------ Bloc de texte

Photo 1, Siège de la sécurité ukrainienne.

Il y a le régime de Poutine, dont la seule différence — majeure — avec celui de Kadyrov, son agent en Tchétchénie, du moins pour l'instant, est qu'il n'y a pas de terreur de masse, et que, d'une façon ou d'une autre, pour peu qu'on ne s'exprime pas sur le cours des événements, on peut vivre tranquillement en Russie. — Mais, le régime de Poutine, c'est le pouvoir d'une mafia, au sens le plus strict, le plus, si je puis dire, new-yorkien, du terme, — d'une mafia qui s'est emparée de toutes les institutions, qui vit dans une corruption comme, réellement, on n'en avait encore jamais vue dans l'histoire de la Russie — pays dans lequel la corruption est ontologique, — et il y a le nationalisme agressif pour rester au pouvoir, et l'orthodoxie la plus obscurantiste (mais quelle religion mise au pouvoir n'est pas obscurantiste ?)...

------------

• Objectif: Rédigez la suite du texte ci-dessus sur le régime de Poutine, en reprenant juste après sa dernière phrase.

------ Matériel fourni

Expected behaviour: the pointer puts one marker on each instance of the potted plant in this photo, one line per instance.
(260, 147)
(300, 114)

------------

• Résultat final:
Le pouvoir de cette église russe qui préfère le schisme plutôt que de reconnaître l'autocéphalie (l'indépendance) d'une église orthodoxe ukrainienne — parce que, il faut bien le dire, il n'y a jamais eu d'église ukrainienne indépendante, vu qu'il n'y avait jamais eu, depuis le XVIIe siècle (et encore !...) d'Ukraine indépendante, et que, naturellement, l'église de Kiev a toujours dépendu de celle des tsars de Moscou, et ce, alors même, faut-il le rappeler, que Kiev est le berceau de la culture russe et que c'est à Kiev que la Russie est devenue orthodoxe.

*

Il y a le combat, désespéré, désespérant, d'Oleg Sentsov, un démocrate, que j’ai, comme beaucoup d’entre nous, soutenu jour après jour, condamné à vingt ans de travaux forcés pour "terrorisme" sur des preuves fabriquées, des aveux de soi-disant comparses obtenus sous la torture, — il y a eu sa grève de la faim, et, aujourd'hui, alors qu'il l'a cessée, sa santé mise en danger si grave, et je crois que personne, au moment où j'écris, ne peut affirmer qu'il pourra y survivre.

Il y a, quand je regarde les medias officiels russes, une montée de la haine envers l'Ukraine. Les insultes constantes, les menaces, la guerre — ouverte ou larvée — au Donbass, et, finalement, partout.

Et comme je serais heureux de soutenir les Ukrainiens contre Poutine.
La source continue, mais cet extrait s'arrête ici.